----- Information given

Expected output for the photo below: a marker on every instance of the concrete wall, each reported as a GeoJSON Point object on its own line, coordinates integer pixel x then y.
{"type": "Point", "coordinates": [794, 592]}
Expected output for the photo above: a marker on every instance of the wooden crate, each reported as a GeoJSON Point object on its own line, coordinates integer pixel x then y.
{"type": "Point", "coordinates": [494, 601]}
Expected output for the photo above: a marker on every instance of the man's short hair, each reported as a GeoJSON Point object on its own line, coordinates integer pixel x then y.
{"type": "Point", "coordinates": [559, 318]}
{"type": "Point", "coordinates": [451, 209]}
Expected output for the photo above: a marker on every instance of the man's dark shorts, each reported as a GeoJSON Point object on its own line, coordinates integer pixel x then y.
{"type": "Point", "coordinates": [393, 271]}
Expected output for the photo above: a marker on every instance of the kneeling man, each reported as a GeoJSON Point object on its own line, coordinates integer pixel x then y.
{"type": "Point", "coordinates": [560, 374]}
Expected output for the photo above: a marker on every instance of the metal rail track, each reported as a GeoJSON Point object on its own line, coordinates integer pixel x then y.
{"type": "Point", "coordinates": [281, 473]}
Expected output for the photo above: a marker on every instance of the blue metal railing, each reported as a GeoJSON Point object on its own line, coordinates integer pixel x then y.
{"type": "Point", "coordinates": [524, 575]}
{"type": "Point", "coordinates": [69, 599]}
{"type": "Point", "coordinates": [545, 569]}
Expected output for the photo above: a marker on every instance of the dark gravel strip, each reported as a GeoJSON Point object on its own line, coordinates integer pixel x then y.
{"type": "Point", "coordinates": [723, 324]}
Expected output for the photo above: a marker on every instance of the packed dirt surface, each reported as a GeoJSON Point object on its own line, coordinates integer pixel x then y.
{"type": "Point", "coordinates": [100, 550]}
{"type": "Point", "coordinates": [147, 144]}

----------

▶ What to do
Format all of the material above as a numbered list, one entry per line, with blank lines omitted.

▶ Written answer
1. Expected output for the photo below: a marker on every instance of the concrete wall, each reported as a GeoJSON Point object on its own line, coordinates integer pixel x then y.
2. {"type": "Point", "coordinates": [794, 592]}
3. Expected output for the photo above: a marker on every instance of the wooden crate, each reported as a GeoJSON Point object on its own line, coordinates integer pixel x then y.
4. {"type": "Point", "coordinates": [494, 601]}
5. Expected output for the photo above: a marker on every instance of the man's short hair, each reported as a GeoJSON Point object on its own line, coordinates integer pixel x then y.
6. {"type": "Point", "coordinates": [559, 318]}
7. {"type": "Point", "coordinates": [451, 209]}
8. Expected output for the photo above: a marker on every instance of the man's dark shorts, each reported as a GeoJSON Point object on its own line, coordinates integer pixel x then y.
9. {"type": "Point", "coordinates": [393, 271]}
10. Expected output for the photo above: a marker on every instance of the kneeling man, each reported as a GeoJSON Point object on its own line, coordinates integer pixel x then y.
11. {"type": "Point", "coordinates": [560, 374]}
12. Expected output for the photo above: a marker on every instance of the metal rail track, each reported as a GeoJSON Point object on its own line, coordinates integer pixel x then y.
13. {"type": "Point", "coordinates": [281, 473]}
14. Expected output for the photo above: a marker on every instance of the blue metal railing, each reported as a GeoJSON Point object on its own line, coordinates integer pixel x then y.
15. {"type": "Point", "coordinates": [524, 575]}
16. {"type": "Point", "coordinates": [69, 599]}
17. {"type": "Point", "coordinates": [545, 569]}
18. Expected output for the photo above: a marker on every instance of the dark gravel strip, each reported as a GeoJSON Point object on its own line, coordinates integer pixel x then y.
19. {"type": "Point", "coordinates": [723, 324]}
20. Expected output for the photo above: a marker on every instance of the packed dirt surface, each reported as a GeoJSON Point object on its own line, coordinates integer pixel x then y.
21. {"type": "Point", "coordinates": [100, 550]}
22. {"type": "Point", "coordinates": [147, 144]}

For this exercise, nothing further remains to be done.